═══ SOURCE DOCUMENT ═══

The Leader of the Government in the Senate (historically also known as the Leader of the Senate) is the government's most senior cabinet minister in the Australian Senate and the main government spokesperson in the Senate. His or her Opposition counterpart is the Leader of the Opposition in the Senate.

The current Leader of the Government in the Senate is Penny Wong, elected unanimously to the position on 23 May 2022, replacing Simon Birmingham. The current Deputy Leader of the Government in the Senate is Don Farrell.

Role and history
According to constitutional convention, the government is formed in the House of Representatives and the Prime Minister is a member of that chamber and the Prime Minister is the leader of the Government in the House of Representatives. The Leader of the Government in the Senate has duties and privileges that parallel those of the Prime Minister, in that he or she has overarching responsibility for all policy areas and acts as the government's principal spokesperson in the upper house. He or she is also entitled to sit at the table of the Senate, and has priority in gaining recognition from the President of the Senate during debate. Another similarity is that the leader typically announces changes to government officeholders in the Senate, including ministers, leadership and whips. The leader also has some responsibility for appointing government senators to committees, a role filled in the House of Representatives by the Leader of the House.

═══

# DIRECTIVE 1
In two sentences, summarize the text on the Leader of the Government in the Senate.
# DIRECTIVE 2
Go on with the text on the Leader of the Government in the Senate, beginning after its final sentence.

═══ RAW RECORDS ═══

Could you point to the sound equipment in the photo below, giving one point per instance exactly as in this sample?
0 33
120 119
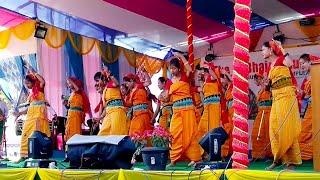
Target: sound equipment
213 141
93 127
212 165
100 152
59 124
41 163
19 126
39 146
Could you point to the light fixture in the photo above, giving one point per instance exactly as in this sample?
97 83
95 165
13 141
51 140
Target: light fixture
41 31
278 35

═══
═══ RAW RECORDS ═══

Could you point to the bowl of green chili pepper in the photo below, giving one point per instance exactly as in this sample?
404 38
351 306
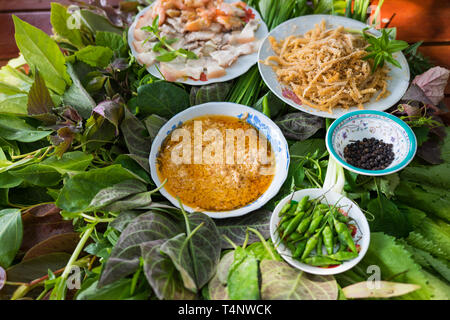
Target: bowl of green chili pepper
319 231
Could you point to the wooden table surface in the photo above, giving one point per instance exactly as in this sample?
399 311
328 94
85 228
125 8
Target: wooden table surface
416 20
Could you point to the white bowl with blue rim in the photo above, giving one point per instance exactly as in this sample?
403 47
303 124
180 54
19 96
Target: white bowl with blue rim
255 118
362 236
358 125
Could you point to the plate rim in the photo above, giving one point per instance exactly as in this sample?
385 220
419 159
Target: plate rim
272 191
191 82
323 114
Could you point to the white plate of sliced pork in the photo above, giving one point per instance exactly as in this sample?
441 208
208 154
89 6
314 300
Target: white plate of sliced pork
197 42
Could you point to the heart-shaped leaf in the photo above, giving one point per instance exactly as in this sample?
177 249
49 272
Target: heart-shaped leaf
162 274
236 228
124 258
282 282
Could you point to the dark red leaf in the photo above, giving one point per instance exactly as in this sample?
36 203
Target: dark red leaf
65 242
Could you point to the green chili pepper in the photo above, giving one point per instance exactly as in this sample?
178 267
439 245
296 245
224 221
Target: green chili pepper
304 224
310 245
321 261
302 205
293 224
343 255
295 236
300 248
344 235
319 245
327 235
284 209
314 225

═══
═══ RAW RECORDS ═══

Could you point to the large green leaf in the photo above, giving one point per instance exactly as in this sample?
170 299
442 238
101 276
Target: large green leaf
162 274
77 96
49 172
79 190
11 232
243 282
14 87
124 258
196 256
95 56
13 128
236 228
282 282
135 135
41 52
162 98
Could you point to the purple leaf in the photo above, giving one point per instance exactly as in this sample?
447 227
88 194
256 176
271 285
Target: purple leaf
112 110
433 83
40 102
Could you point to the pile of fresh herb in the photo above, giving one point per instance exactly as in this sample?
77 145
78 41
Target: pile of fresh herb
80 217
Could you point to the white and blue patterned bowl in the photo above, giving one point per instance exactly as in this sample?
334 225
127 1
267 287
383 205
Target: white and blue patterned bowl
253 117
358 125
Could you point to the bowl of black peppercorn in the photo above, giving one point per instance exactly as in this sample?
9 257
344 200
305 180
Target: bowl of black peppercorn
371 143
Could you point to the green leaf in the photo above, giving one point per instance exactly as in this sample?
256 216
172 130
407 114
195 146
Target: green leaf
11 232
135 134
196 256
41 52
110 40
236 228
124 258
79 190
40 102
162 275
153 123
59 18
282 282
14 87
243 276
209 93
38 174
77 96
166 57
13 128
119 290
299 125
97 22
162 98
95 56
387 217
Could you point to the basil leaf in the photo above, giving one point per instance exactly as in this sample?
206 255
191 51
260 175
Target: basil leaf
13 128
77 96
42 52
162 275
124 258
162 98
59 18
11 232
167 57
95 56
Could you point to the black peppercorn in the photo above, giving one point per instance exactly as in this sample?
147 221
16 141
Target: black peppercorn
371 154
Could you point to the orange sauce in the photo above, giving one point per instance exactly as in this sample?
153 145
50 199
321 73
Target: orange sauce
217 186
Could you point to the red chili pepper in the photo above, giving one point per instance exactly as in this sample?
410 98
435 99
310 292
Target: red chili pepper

═══

# EXPECTED ANSWER 1
The Leader of the Government in the Senate is the government's most senior cabinet minister in the Australian Senate and its main spokesperson there, a position currently held by Penny Wong, with Don Farrell as deputy. The role parallels that of the Prime Minister, carrying overarching responsibility for all policy areas, a seat at the Senate table, priority in gaining recognition during debate, the announcement of changes to government officeholders in the Senate, and some responsibility for appointing government senators to committees.

# EXPECTED ANSWER 2
The position of Leader of the Government in the Senate does not have a constitutional basis, but has existed since the first parliament in 1901 through longstanding parliamentary convention. Although it has similarities to the Senate Majority Leader in the United States and the Leader of the House of Lords in the United Kingdom, it was not based on either of those, but rather on the position of Leader of the Government in the Legislative Council found in Australia's colonial parliaments. Because government is formed in the House rather than the Senate, there is no guarantee that the Leader of the Government will be drawn from the largest party in the Senate. Unlike the Prime Minister, there is no requirement for the Leader of the Government to command the confidence of the chamber. It is not a cabinet post in its own right, and the holder of the office has always held at least one ministerial portfolio (though sometimes only the mostly honorific Vice-Presidency of the Executive Council).

The longest-serving Leader of the Government in the Senate was George Pearce, who held the position for a cumulative total of 15 years in three separate terms between 1914 and 1937. Uniquely, from 10 January to 1 February 1968, the positions of Prime Minister and Leader of the Government in the Senate were held by the same person, John Gorton. After the disappearance of Harold Holt, Gorton – a senator – was elected leader of the Liberal Party and thus ascended to the prime ministership. In line with constitutional convention, he resigned from the Senate to contest a by-election to the House of Representatives.

List of Leaders of the Government in the Senate

See also
 Leader of the Opposition in the Senate (Australia)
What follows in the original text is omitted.